**EXERCISE REQUIREMENTS**
List each line of the data below that contains the word "surface", copying every such line in full. Only matches with the same upper- and lowercase letters count.

[Excerpts of pointing data]
-----

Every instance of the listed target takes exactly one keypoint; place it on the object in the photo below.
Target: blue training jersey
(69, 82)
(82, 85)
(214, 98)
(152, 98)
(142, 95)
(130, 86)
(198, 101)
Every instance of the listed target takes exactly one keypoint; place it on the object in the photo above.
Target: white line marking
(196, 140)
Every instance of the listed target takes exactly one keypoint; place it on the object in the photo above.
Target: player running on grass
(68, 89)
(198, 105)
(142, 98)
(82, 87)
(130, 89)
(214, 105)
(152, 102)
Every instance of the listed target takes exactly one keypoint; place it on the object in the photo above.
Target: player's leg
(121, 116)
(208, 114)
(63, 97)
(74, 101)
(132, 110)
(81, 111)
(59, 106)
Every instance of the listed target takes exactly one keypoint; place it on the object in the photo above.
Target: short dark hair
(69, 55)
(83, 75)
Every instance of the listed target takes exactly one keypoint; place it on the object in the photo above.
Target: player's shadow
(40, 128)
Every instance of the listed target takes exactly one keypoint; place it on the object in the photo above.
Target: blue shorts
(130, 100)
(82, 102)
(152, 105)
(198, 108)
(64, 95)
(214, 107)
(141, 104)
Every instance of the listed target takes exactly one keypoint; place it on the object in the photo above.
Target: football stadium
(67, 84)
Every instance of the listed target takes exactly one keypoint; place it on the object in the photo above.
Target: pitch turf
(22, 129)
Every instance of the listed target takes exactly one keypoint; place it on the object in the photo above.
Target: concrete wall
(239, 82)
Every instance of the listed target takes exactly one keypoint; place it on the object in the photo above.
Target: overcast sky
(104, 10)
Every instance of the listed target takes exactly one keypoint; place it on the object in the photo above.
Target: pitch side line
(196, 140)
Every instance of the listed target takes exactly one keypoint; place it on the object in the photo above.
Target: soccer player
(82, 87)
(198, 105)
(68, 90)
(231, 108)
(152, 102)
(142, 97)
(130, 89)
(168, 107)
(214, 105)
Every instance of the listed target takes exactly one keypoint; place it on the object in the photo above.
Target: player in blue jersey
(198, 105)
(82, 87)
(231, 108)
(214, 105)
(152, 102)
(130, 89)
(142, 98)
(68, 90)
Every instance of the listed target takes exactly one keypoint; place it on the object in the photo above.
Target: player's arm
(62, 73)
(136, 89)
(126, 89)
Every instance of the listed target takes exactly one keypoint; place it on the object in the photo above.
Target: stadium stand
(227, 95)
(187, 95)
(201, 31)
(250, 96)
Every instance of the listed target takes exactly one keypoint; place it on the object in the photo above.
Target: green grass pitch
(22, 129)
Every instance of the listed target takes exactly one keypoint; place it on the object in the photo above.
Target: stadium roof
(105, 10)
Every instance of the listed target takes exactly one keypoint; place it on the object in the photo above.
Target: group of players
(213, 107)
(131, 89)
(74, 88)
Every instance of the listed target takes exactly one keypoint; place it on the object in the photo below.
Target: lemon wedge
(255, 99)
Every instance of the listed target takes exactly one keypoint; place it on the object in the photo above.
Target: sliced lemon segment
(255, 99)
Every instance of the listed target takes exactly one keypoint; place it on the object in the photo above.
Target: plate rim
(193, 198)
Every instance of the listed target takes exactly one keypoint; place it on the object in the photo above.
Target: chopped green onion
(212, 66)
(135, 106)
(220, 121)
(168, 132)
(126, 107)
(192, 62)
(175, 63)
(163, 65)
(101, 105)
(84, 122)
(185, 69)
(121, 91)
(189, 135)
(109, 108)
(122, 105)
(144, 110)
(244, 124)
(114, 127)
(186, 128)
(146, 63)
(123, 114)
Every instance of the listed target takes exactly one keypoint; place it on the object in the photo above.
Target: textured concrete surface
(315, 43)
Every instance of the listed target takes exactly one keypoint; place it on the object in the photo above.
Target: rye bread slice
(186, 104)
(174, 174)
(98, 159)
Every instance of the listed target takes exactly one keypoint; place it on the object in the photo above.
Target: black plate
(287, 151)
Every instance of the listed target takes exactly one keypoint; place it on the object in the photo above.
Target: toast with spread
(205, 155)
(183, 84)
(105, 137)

-----

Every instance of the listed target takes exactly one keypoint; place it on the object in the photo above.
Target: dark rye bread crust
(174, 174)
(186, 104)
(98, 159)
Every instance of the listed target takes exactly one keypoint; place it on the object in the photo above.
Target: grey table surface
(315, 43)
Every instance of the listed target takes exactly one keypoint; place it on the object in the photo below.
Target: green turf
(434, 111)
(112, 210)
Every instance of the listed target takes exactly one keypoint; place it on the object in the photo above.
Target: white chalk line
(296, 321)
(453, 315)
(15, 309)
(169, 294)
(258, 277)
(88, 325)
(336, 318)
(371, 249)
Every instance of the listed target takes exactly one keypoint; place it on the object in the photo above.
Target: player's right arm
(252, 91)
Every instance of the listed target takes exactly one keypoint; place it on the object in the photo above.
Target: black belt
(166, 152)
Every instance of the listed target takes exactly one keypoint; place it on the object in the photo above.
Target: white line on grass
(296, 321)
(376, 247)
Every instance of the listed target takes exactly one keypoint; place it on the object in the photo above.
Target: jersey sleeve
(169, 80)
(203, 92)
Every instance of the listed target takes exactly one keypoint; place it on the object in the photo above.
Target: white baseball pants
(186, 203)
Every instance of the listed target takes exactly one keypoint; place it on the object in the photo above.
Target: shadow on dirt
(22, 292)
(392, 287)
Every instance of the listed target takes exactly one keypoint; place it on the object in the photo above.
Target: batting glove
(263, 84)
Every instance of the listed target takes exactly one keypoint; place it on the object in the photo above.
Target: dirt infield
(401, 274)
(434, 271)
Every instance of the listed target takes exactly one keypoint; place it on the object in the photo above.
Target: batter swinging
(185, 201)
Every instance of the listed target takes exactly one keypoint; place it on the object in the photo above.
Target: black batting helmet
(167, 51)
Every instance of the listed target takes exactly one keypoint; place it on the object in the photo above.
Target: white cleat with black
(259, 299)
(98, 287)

-----

**CORRECT OUTPUT**
Target: textured concrete surface
Target: grey table surface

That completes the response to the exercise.